> What you need to do
Count the rows below that contain the string "head" and reply with only that number.

<<<<

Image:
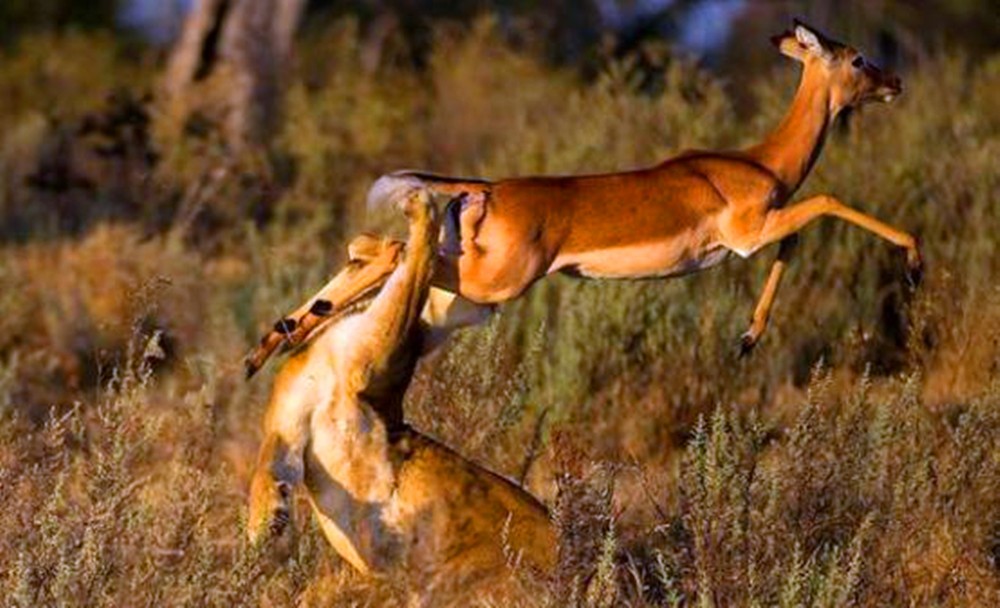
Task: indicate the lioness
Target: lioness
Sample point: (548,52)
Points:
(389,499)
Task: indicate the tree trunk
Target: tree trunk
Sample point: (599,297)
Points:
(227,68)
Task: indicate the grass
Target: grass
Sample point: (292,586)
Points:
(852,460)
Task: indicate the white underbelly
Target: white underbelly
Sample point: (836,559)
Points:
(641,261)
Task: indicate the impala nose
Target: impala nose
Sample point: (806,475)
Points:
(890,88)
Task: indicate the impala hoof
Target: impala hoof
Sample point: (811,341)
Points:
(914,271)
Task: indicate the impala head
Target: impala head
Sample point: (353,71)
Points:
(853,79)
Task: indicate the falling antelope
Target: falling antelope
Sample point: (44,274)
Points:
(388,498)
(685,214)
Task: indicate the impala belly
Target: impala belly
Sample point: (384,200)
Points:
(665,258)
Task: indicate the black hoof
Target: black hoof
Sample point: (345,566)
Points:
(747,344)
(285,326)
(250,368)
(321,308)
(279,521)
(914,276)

>>>>
<<<<

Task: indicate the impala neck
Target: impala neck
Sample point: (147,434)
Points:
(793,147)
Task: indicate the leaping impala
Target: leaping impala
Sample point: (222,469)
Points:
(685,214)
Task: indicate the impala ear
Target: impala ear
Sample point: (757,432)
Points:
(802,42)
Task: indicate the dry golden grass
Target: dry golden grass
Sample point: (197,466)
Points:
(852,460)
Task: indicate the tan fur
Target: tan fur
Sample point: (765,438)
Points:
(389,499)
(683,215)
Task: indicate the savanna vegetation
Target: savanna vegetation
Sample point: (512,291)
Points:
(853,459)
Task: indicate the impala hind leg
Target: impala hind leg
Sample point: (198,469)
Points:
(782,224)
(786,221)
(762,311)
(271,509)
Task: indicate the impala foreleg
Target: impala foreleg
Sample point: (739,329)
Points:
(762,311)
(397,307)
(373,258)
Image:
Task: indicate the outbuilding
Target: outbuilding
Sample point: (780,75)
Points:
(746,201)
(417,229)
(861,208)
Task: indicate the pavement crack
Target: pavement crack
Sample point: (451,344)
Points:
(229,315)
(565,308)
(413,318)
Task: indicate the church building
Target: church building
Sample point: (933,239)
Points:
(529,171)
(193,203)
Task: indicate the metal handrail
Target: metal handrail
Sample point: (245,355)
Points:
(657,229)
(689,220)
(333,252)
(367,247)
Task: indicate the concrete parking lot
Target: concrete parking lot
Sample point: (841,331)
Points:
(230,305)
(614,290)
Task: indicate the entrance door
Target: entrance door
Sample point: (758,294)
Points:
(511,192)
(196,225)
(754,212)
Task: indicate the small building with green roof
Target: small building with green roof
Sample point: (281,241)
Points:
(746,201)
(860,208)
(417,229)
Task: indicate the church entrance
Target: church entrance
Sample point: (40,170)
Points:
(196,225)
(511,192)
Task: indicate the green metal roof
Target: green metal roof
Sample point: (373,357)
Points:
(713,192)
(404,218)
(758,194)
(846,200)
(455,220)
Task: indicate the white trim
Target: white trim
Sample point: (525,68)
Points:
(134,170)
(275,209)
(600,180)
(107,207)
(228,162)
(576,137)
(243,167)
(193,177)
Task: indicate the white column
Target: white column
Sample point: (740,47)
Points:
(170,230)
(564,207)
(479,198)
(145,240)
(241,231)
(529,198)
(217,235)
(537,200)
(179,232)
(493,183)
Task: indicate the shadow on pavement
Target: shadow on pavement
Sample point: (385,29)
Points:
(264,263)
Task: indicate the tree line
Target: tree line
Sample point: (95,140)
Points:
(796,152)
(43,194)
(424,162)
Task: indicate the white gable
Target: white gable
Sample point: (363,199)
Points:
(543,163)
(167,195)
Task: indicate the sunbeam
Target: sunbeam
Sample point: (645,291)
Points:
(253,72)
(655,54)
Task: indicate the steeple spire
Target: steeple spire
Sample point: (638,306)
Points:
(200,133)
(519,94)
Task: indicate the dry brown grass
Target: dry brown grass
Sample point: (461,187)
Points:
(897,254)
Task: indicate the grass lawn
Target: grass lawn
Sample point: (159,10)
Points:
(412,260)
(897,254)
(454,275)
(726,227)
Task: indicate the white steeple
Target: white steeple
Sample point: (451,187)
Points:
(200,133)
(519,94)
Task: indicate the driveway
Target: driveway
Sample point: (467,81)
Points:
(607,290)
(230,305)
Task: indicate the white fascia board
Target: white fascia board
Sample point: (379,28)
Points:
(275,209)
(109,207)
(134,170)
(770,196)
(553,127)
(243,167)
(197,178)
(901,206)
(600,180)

>>>>

> Reply
2